> GIVEN EXERCISE
Report each line in the entries below that contains the word "face", copying the line in full. Case counts.

++++ SUPPLIED ENTRIES

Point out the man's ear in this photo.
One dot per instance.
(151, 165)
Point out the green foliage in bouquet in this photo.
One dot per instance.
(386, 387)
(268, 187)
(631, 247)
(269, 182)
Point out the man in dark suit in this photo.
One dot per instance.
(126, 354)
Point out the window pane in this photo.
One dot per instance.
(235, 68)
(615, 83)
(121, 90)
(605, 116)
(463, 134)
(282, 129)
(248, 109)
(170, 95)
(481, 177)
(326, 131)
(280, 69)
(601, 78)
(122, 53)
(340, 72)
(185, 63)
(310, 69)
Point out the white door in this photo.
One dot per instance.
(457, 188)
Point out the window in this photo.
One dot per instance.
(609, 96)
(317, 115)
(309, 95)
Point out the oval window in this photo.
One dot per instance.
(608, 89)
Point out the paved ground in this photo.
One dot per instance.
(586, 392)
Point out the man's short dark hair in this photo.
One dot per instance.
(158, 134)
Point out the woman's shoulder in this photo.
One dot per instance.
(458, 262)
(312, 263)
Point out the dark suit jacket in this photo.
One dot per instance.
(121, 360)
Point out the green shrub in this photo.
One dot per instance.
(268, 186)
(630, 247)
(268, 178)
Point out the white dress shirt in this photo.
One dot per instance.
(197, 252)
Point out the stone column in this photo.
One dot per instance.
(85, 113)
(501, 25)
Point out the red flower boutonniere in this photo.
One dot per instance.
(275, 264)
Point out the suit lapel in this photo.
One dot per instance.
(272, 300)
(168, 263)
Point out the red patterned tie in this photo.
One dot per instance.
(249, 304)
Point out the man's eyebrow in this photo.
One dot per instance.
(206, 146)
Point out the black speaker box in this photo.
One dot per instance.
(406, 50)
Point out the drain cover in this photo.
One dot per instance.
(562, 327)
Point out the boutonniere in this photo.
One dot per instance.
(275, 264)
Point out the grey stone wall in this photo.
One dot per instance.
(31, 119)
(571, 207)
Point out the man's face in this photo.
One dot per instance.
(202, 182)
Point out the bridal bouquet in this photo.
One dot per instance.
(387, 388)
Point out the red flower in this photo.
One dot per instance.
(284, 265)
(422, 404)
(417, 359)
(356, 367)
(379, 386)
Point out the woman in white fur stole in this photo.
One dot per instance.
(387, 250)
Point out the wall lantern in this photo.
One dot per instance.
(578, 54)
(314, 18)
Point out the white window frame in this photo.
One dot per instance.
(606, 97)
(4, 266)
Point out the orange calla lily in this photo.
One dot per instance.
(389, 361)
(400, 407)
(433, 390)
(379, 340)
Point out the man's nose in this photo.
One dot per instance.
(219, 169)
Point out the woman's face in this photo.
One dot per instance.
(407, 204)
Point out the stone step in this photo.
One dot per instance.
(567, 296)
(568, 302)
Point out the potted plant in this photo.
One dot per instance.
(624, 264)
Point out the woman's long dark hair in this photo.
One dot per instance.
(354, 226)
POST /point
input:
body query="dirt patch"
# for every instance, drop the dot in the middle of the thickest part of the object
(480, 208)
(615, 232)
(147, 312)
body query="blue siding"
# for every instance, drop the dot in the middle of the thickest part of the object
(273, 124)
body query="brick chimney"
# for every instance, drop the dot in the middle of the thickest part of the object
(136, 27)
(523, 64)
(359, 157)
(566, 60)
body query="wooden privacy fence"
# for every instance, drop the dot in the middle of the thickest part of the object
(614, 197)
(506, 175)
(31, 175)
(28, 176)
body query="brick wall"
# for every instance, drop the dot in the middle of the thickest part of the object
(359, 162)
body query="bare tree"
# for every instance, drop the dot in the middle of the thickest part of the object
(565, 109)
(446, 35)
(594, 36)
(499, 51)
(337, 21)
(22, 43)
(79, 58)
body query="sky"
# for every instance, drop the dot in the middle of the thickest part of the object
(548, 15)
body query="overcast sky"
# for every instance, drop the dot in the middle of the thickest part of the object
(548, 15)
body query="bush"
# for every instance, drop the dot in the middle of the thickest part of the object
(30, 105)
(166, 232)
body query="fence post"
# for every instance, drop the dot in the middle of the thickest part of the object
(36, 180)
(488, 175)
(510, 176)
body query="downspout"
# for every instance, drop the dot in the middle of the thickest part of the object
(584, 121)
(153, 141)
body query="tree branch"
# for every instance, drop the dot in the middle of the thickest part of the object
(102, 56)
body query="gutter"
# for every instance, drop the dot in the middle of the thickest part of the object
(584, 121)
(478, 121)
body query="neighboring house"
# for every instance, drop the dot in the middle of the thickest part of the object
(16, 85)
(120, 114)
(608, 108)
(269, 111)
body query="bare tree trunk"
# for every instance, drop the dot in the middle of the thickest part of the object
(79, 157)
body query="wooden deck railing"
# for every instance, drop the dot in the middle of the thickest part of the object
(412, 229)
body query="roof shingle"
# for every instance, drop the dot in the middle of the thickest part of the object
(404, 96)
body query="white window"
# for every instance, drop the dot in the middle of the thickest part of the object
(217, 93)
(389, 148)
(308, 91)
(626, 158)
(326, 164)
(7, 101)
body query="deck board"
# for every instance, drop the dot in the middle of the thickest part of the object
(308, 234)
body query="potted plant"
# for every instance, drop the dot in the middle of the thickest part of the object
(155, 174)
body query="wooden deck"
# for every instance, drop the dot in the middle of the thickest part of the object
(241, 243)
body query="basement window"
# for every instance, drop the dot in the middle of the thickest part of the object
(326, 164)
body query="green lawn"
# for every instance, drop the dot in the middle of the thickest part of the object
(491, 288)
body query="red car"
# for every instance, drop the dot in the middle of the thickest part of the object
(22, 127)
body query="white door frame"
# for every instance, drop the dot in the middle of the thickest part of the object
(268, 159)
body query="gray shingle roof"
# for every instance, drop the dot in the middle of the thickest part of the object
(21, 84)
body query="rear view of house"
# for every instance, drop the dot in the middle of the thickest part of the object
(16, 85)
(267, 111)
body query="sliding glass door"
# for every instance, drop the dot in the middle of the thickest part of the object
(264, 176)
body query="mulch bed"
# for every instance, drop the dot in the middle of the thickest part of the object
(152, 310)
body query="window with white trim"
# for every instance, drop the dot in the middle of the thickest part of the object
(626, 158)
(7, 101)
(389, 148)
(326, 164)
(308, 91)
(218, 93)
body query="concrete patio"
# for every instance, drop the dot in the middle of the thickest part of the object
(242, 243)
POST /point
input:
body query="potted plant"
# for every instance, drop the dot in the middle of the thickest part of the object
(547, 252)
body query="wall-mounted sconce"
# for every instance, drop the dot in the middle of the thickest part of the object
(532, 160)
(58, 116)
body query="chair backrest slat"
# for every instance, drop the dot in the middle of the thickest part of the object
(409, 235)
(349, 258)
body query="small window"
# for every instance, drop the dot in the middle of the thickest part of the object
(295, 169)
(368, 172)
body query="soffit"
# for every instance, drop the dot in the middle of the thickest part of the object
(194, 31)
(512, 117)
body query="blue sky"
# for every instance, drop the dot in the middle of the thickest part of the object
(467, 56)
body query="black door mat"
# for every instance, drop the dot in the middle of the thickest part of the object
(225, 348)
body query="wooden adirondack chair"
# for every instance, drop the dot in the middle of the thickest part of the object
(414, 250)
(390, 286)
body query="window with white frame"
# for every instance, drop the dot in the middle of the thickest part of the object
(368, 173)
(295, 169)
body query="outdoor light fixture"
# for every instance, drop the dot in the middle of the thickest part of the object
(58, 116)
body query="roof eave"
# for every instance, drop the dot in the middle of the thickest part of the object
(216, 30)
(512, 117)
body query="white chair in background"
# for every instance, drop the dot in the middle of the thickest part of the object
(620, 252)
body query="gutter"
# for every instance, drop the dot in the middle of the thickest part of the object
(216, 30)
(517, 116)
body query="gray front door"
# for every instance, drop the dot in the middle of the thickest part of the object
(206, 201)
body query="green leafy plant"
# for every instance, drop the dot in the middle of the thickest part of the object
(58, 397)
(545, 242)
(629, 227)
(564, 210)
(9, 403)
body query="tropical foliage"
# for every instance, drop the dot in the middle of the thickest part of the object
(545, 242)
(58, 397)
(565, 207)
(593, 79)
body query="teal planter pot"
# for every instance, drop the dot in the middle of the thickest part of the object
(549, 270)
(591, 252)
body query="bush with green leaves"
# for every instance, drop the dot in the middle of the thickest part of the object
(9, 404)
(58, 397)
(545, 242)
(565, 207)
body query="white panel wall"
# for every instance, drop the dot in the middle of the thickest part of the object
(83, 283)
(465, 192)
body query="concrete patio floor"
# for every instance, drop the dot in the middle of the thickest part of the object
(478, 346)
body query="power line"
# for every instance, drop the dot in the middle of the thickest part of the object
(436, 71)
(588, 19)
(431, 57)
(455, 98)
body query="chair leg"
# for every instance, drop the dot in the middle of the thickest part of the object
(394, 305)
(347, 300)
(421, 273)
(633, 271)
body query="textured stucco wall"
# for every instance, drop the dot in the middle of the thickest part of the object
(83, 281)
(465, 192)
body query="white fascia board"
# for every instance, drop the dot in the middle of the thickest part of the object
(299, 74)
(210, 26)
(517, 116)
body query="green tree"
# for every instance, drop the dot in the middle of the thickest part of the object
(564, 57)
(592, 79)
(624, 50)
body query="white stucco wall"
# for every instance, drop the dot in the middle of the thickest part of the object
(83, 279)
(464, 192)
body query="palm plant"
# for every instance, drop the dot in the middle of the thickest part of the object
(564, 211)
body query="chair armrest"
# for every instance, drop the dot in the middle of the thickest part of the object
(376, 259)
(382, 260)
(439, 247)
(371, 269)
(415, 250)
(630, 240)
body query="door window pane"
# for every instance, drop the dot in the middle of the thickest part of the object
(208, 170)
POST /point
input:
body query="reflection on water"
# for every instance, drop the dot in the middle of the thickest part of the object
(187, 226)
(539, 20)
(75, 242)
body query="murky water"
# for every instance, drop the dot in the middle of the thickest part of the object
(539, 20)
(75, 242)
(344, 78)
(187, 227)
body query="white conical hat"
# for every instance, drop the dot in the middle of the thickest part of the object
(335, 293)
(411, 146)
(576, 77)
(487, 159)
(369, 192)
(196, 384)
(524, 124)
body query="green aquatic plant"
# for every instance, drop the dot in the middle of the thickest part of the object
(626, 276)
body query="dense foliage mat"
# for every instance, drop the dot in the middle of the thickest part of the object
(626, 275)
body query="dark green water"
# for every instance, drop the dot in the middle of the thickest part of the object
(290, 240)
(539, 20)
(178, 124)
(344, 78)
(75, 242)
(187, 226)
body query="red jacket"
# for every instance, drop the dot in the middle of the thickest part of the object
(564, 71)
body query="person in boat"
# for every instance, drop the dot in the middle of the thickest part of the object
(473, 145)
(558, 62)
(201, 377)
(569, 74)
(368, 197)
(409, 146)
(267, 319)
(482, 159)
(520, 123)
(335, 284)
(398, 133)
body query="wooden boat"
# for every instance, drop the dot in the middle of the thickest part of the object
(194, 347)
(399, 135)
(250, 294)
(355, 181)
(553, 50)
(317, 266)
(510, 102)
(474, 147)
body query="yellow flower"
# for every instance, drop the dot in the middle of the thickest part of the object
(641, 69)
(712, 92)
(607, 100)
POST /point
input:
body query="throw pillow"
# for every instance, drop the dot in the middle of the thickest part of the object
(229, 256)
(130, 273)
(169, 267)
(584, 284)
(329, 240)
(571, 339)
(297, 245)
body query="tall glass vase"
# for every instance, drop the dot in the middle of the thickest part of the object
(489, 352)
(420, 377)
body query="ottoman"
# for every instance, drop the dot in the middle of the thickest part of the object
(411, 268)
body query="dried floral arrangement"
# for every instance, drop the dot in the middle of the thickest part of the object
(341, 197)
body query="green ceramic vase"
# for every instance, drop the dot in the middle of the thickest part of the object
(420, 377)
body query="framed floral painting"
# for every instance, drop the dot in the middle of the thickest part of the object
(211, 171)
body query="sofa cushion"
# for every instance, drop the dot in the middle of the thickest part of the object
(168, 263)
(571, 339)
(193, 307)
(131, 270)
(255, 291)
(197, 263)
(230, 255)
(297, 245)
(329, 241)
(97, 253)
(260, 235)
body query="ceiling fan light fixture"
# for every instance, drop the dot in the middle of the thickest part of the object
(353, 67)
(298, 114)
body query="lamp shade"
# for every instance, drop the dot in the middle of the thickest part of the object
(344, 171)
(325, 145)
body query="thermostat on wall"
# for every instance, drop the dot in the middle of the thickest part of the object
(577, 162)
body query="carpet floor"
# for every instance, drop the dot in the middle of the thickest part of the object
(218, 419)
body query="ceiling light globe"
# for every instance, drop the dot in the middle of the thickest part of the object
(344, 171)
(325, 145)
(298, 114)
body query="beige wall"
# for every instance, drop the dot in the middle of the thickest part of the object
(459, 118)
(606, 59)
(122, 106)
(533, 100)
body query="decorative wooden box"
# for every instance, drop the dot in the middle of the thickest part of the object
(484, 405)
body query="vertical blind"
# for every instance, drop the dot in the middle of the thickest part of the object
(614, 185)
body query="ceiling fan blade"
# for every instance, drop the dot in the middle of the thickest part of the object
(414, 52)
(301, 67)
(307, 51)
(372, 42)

++++++++

> REPLY TO THE TASK
Point out the man's face in this photo.
Point out the woman's face in this photo.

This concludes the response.